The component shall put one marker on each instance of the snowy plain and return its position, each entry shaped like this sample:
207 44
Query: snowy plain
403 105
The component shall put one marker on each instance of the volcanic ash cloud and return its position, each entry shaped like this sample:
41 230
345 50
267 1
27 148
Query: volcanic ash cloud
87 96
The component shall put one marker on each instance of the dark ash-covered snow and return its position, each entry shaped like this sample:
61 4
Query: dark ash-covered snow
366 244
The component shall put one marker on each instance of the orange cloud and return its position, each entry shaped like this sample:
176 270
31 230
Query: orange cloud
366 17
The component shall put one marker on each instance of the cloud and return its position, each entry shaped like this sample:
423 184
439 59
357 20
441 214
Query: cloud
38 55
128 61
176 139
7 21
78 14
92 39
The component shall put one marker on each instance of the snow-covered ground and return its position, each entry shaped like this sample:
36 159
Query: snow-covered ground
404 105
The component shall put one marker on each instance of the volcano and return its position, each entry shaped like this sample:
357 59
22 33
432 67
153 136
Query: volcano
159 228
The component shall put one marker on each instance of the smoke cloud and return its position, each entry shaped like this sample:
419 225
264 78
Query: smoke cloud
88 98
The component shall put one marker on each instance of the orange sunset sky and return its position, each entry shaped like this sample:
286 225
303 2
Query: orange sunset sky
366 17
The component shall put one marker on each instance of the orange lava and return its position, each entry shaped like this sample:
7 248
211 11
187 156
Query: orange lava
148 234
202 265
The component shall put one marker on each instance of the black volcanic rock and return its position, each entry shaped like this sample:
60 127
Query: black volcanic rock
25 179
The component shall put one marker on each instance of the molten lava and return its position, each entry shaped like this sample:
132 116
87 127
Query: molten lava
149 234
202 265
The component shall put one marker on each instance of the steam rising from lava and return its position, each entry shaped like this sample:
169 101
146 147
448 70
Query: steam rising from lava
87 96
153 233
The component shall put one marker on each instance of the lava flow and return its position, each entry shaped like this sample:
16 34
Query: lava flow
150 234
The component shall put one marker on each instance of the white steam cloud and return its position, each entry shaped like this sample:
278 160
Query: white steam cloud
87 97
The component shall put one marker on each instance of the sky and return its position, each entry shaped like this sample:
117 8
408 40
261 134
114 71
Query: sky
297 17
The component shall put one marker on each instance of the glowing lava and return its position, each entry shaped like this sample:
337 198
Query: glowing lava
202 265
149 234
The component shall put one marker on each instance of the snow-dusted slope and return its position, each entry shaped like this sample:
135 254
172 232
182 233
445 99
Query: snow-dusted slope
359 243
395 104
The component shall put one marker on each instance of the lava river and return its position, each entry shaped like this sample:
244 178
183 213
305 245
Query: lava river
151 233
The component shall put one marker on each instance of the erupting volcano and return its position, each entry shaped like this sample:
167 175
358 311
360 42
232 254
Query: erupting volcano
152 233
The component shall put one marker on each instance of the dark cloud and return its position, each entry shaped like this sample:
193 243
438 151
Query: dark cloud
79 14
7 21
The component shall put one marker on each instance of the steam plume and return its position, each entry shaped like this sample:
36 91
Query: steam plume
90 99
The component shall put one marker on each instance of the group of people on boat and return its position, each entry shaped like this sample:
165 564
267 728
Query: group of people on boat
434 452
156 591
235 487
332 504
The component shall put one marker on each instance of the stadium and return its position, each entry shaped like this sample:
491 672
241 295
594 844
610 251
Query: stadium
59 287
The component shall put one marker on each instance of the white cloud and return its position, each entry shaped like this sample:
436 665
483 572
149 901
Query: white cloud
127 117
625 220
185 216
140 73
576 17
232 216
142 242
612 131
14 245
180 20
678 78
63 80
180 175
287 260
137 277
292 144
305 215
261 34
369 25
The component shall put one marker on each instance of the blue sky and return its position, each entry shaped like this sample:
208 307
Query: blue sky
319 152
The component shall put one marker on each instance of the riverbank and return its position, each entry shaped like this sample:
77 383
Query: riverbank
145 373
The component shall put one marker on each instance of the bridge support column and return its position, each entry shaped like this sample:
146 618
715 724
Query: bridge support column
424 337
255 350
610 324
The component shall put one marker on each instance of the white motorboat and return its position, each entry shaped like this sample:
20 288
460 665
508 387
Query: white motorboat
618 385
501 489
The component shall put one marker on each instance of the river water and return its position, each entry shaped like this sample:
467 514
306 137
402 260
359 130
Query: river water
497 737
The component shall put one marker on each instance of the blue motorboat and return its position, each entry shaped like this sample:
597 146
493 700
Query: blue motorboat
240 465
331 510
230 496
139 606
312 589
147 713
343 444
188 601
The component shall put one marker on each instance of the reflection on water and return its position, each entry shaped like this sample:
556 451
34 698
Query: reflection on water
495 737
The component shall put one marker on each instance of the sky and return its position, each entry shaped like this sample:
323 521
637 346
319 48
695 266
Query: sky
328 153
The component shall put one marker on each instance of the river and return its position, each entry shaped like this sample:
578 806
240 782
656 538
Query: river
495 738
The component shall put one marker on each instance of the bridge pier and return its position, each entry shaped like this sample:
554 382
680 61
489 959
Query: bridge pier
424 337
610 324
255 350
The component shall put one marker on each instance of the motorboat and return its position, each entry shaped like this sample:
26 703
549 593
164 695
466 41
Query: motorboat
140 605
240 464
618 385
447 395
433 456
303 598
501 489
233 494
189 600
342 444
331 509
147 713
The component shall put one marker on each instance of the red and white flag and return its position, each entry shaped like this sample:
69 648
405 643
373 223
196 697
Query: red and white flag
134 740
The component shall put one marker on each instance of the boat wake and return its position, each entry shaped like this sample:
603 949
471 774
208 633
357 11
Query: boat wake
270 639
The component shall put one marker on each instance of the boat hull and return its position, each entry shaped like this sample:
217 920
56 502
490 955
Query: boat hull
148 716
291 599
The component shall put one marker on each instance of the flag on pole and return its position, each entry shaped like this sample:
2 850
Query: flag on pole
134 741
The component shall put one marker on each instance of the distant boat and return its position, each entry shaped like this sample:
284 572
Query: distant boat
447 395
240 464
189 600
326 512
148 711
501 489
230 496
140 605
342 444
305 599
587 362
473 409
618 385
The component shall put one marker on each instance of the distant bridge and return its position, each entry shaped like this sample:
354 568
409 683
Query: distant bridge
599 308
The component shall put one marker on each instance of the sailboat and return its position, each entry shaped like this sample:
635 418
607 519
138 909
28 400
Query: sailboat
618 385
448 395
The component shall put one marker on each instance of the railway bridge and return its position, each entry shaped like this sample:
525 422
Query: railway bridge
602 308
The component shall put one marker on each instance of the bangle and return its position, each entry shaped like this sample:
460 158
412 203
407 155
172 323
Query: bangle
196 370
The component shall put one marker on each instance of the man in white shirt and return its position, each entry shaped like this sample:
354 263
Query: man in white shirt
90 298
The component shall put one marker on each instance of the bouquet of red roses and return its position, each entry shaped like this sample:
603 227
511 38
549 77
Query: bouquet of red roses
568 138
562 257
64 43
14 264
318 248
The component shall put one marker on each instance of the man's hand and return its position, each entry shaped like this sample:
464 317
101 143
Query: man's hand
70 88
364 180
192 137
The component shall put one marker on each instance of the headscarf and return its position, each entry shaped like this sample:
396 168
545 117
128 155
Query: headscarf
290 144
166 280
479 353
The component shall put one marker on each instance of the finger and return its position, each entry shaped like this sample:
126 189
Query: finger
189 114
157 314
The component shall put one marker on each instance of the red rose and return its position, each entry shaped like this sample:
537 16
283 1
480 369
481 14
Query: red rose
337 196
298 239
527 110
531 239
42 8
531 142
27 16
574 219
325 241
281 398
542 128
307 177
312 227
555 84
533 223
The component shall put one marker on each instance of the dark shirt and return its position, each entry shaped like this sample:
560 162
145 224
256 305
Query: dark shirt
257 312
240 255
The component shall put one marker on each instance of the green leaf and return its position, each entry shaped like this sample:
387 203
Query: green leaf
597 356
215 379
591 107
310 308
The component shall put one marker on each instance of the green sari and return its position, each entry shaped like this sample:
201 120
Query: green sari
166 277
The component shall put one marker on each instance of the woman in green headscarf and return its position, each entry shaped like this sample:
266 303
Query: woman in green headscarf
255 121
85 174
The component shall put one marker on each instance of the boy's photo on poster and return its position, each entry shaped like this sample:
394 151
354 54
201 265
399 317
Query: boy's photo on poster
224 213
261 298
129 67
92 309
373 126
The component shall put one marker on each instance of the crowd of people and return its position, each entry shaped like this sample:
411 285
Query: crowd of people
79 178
-------------------------
● **Task statement**
Everything from the line with "Query: boy's photo on poster" to the last line of the entries above is to be retyped exactly. Include both ends.

● **Completed task**
Query: boy's photo on poster
224 213
261 298
129 67
92 309
373 126
The component shall put one marker on each instance of the crowd of people and return its position, each entry shaped like this sample:
411 285
Query: crowd of people
79 178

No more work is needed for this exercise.